WHAT IS EXPECTED
Count the lines in the data below that contain the string "gate", treating uppercase and lowercase as different, and give only that number.

RECORDS FOR THE EXERCISE
────────────────────────────────────────
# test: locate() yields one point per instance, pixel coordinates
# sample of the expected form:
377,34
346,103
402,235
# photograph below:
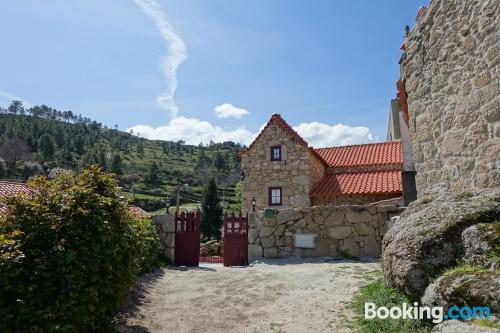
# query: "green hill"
42,140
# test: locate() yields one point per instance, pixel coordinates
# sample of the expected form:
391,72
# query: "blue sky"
318,63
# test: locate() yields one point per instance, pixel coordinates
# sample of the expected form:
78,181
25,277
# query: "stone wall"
352,199
165,228
319,231
451,75
295,172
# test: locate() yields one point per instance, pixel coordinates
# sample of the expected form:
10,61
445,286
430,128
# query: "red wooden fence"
235,240
212,259
187,239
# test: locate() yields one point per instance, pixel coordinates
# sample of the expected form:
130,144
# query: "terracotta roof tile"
11,188
137,211
362,155
359,183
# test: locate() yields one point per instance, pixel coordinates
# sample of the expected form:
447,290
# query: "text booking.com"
436,314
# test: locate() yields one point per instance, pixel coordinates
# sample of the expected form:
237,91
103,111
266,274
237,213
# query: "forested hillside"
42,140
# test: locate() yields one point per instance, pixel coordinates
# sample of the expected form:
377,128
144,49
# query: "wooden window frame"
270,193
272,153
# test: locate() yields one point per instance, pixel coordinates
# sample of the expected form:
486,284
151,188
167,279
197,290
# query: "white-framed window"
275,196
276,153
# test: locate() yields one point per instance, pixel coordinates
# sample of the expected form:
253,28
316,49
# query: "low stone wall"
319,231
166,229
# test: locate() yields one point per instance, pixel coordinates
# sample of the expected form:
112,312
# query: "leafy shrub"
31,169
69,252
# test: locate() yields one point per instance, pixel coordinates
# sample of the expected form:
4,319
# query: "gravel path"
280,295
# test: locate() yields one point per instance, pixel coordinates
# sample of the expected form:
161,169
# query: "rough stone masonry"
318,231
451,75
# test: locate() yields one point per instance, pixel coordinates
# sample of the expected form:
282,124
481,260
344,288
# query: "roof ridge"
13,182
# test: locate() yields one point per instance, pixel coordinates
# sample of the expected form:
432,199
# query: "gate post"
187,239
235,240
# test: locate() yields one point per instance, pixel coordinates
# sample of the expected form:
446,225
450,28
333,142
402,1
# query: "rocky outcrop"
428,236
467,287
482,245
456,326
450,71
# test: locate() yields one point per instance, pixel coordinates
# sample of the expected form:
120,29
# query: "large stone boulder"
482,245
466,286
428,236
456,326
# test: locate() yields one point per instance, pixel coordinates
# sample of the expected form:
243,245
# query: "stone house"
283,171
451,91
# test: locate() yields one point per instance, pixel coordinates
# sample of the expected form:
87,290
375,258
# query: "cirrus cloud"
193,131
228,110
322,135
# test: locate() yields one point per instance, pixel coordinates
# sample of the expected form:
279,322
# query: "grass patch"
347,255
377,292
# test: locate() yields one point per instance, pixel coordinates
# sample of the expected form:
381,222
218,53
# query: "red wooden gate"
187,239
235,240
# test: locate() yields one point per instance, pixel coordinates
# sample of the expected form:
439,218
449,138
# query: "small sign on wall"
305,241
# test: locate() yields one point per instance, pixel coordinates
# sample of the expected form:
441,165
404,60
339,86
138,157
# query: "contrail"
11,97
175,56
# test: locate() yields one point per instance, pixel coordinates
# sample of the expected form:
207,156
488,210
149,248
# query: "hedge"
69,252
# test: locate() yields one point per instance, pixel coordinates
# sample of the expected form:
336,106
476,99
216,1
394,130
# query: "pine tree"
3,168
154,174
211,214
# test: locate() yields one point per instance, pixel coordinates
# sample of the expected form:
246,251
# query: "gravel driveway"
280,295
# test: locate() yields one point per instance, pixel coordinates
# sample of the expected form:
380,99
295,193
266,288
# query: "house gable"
291,171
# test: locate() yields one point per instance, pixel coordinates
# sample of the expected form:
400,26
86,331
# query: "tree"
154,174
46,146
31,169
69,253
13,149
219,161
140,148
3,168
117,165
211,214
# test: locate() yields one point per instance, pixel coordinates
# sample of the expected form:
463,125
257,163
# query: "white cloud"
228,110
323,135
193,131
177,53
6,98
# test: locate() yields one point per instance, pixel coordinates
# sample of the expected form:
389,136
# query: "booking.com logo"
436,313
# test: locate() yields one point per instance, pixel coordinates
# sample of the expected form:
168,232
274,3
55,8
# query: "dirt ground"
280,295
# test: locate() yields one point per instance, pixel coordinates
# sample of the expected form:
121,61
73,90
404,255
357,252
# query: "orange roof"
363,155
284,125
358,183
11,188
138,212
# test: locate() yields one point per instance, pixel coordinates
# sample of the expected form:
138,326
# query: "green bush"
147,243
69,253
379,293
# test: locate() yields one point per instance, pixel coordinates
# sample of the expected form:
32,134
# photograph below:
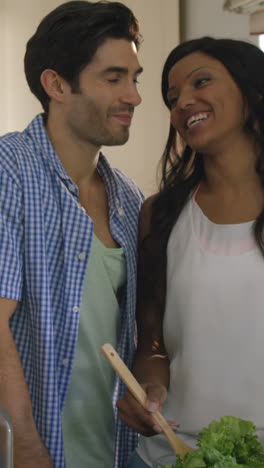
────────────────────────────────────────
ANSWER BELOW
2